▶ FRAGMENTO SELECCIONADO:
La infraestructura educativa refleja el desdén del Estado

El sistema educativo público está pagando una abultada cuenta por la crisis energética y los desastres del momento. Además de sufrir los apagones, 418 escuelas se encuentran severamente afectadas, 30 de ellas con daños estructurales, y las lluvias continuarán. No se trata de hechos súbitos o fortuitos, sino de la consecuencia lógica de la negligencia y la procrastinación al momento de lidiar con las deficiencias del sistema educativo. Desenlaces como estos sí pueden prevenirse con elemental planificación y la infraestructura adecuada; para variar, las consecuencias recaerán sobre los más jóvenes.

(Entradas guardadas)
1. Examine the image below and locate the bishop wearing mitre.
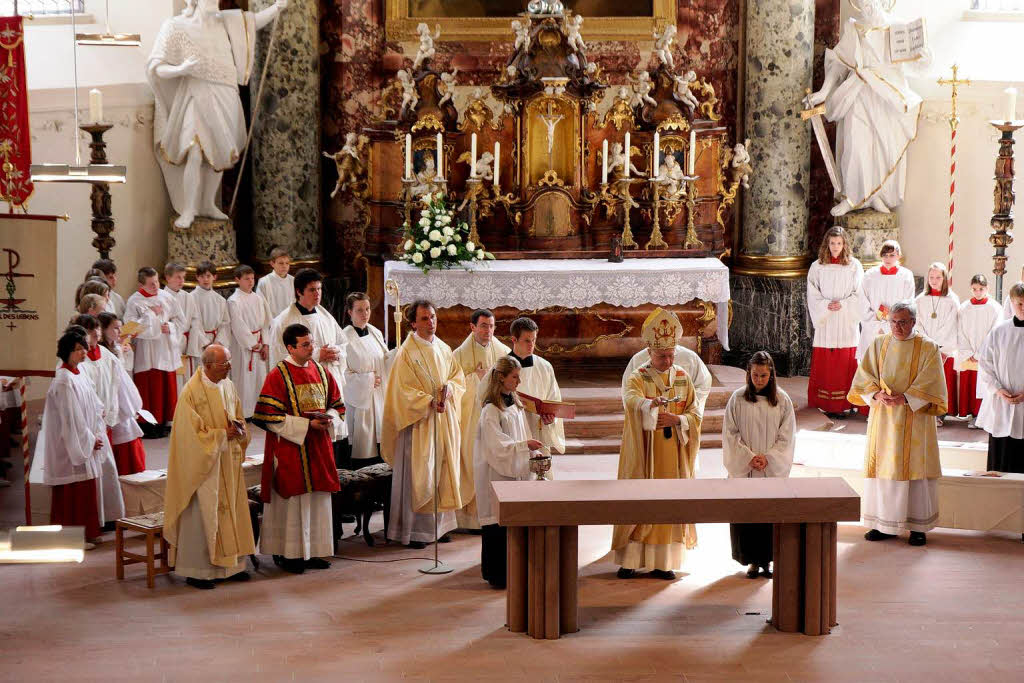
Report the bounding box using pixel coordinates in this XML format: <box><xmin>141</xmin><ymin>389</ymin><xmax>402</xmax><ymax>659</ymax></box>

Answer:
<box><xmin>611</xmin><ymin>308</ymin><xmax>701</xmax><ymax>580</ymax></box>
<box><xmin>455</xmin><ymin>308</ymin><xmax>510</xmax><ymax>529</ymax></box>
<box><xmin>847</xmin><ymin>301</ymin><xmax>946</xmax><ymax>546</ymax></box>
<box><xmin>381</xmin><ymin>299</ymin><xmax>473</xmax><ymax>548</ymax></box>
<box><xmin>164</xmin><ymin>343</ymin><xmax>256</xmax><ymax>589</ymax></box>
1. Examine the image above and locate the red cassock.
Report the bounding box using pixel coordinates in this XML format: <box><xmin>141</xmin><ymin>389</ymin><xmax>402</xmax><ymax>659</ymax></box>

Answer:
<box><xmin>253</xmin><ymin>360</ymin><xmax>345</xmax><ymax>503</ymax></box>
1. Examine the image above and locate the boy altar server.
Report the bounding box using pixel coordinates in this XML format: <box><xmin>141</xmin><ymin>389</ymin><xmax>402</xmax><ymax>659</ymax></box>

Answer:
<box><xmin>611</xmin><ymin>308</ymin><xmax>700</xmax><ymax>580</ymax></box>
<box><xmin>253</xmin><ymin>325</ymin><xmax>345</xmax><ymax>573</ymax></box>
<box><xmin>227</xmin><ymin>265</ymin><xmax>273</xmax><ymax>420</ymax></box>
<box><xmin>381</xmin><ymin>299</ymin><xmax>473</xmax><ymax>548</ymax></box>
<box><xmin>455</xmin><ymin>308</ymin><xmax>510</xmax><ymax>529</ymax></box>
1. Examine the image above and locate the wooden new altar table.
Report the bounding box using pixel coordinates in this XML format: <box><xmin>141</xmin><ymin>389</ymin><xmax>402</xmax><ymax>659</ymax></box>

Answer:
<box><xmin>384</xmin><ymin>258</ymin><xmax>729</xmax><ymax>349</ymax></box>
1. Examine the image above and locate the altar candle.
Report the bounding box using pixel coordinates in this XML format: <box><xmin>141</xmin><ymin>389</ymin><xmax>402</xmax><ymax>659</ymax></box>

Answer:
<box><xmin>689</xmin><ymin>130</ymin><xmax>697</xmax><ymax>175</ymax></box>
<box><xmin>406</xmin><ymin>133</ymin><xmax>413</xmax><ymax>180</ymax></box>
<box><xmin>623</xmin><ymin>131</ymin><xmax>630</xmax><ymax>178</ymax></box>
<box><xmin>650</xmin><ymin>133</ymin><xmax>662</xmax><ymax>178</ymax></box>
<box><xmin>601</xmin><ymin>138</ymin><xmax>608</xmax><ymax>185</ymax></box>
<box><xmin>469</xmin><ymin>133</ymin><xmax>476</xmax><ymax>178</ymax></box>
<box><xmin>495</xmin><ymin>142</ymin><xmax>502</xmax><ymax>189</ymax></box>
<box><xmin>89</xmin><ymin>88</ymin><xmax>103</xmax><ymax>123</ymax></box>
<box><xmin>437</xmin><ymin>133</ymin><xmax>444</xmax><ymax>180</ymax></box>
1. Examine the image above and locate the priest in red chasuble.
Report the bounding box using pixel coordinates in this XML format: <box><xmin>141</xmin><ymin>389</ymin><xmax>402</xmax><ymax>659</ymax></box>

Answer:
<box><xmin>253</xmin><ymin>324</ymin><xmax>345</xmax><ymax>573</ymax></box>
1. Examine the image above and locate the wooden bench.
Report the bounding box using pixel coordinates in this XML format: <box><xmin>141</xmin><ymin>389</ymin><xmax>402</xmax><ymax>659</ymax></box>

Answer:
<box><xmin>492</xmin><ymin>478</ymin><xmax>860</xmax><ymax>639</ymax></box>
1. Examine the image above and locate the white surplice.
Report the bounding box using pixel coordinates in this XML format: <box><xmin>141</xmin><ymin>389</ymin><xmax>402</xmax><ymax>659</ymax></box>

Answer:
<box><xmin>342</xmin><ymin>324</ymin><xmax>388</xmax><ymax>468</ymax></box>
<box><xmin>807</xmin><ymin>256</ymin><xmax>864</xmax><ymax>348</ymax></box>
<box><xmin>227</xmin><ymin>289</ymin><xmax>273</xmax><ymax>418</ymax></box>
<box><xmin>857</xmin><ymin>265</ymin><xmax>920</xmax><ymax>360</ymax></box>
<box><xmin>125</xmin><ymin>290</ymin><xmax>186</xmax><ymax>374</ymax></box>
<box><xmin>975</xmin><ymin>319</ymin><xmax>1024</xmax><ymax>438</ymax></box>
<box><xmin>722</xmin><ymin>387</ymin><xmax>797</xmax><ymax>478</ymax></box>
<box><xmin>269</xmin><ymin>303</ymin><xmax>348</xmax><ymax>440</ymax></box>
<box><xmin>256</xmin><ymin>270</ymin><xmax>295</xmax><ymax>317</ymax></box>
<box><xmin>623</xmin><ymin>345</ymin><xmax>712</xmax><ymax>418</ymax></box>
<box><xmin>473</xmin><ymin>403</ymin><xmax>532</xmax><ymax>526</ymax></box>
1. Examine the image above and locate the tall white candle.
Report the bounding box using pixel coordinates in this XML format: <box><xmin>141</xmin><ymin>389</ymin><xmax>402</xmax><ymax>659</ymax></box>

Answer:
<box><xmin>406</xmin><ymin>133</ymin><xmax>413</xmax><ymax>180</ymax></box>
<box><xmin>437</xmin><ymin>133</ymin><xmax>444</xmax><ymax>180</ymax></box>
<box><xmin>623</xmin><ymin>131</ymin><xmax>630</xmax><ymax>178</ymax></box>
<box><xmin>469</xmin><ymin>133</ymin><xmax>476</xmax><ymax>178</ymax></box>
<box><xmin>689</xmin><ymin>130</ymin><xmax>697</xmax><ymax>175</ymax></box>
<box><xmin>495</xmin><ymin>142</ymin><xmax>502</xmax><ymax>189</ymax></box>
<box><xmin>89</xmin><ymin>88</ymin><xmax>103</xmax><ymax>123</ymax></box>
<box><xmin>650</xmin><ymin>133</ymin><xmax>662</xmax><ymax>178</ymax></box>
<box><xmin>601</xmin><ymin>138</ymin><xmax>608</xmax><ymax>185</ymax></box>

---

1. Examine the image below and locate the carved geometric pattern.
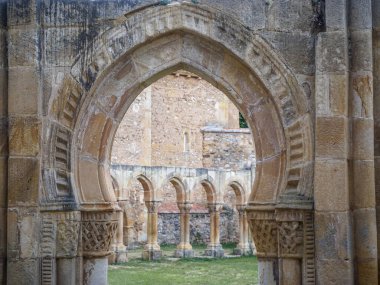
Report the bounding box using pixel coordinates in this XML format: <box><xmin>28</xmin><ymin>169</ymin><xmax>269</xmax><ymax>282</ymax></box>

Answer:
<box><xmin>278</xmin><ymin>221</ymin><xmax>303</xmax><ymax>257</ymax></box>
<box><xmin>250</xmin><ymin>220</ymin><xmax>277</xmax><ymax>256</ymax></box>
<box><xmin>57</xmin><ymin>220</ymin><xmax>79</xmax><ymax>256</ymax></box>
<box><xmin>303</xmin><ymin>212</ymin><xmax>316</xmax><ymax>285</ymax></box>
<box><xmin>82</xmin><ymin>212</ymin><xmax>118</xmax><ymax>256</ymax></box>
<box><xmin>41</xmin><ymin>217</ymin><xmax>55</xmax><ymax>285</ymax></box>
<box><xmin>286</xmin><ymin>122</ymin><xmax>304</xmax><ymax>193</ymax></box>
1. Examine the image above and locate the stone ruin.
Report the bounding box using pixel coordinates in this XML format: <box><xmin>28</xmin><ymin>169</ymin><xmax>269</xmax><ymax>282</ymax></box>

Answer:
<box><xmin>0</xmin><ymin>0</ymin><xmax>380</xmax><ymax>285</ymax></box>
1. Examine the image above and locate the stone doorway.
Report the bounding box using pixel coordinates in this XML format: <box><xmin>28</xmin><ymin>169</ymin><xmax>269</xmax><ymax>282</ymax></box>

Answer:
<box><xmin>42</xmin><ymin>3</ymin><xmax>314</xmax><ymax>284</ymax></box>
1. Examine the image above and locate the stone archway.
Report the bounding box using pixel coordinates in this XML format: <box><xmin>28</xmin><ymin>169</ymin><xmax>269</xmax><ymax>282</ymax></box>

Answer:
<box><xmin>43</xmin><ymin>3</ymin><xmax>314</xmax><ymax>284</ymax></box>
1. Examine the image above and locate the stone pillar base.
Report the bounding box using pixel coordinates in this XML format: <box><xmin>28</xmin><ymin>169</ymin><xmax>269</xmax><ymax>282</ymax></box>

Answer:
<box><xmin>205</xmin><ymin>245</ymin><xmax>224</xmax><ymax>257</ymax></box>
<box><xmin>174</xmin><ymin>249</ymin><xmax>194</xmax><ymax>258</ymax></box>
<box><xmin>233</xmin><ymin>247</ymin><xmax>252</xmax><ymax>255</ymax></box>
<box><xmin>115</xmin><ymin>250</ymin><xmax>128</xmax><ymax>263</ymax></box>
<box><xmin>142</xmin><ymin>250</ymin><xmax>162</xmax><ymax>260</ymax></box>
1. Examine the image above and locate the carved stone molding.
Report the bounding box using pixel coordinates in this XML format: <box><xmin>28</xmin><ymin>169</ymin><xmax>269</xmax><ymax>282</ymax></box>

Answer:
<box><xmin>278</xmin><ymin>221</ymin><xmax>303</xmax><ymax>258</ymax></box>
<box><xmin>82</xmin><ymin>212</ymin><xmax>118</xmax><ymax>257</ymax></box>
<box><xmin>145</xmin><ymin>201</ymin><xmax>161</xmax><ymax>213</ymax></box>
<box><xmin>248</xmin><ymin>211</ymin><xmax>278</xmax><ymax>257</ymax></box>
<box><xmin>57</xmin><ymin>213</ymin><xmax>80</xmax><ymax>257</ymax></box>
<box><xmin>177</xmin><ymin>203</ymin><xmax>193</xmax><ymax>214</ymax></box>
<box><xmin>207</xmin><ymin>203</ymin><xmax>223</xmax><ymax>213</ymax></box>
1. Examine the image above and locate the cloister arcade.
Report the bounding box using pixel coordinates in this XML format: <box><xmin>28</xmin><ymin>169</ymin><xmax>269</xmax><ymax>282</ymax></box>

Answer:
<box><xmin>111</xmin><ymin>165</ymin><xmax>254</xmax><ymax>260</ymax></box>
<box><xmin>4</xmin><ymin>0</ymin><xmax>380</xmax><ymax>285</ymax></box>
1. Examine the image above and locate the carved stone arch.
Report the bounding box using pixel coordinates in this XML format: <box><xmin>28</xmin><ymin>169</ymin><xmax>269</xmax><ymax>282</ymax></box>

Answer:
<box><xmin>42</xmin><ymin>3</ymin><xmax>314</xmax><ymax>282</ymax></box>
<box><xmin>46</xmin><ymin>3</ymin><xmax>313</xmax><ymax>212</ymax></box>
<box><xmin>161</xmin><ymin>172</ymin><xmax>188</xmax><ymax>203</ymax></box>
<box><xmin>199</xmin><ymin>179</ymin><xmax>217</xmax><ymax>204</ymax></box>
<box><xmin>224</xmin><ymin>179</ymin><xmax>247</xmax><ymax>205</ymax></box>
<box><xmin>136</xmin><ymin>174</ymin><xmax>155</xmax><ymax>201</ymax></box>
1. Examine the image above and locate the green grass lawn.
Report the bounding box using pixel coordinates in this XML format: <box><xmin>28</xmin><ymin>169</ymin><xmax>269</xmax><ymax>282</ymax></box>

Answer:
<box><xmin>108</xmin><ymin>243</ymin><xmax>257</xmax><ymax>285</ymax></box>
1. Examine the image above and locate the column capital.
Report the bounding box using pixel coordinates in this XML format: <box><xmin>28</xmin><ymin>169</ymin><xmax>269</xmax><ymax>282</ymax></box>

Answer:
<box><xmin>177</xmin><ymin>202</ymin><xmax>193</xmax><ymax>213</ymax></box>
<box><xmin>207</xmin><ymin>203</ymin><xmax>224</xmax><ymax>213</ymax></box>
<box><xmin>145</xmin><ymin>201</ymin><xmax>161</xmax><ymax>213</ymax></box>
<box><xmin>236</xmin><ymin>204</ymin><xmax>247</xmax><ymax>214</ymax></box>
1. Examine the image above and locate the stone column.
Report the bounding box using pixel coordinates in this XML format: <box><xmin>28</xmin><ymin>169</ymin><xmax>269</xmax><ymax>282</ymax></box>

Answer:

▶ APLICA LO LEÍDO:
A - En el texto sobre la infraestructura educativa, ¿qué sustantivos van justo después del artículo «la» (con mayúscula o minúscula)? Enuméralos sin repetir ninguno.
B - Reproduce al pie de la letra el pasaje del texto sobre la infraestructura educativa que abre con las palabras que contienen «La infraestructura educativa» y cierra con «los más jóvenes.».
El material es independiente del texto sobre la infraestructura educativa.

▶ RESPUESTAS POR NÚMERO:
A - infraestructura, crisis, consecuencia, negligencia, procrastinación

B -
La infraestructura educativa refleja el desdén del Estado

El sistema educativo público está pagando una abultada cuenta por la crisis energética y los desastres del momento. Además de sufrir los apagones, 418 escuelas se encuentran severamente afectadas, 30 de ellas con daños estructurales, y las lluvias continuarán. No se trata de hechos súbitos o fortuitos, sino de la consecuencia lógica de la negligencia y la procrastinación al momento de lidiar con las deficiencias del sistema educativo. Desenlaces como estos sí pueden prevenirse con elemental planificación y la infraestructura adecuada; para variar, las consecuencias recaerán sobre los más jóvenes.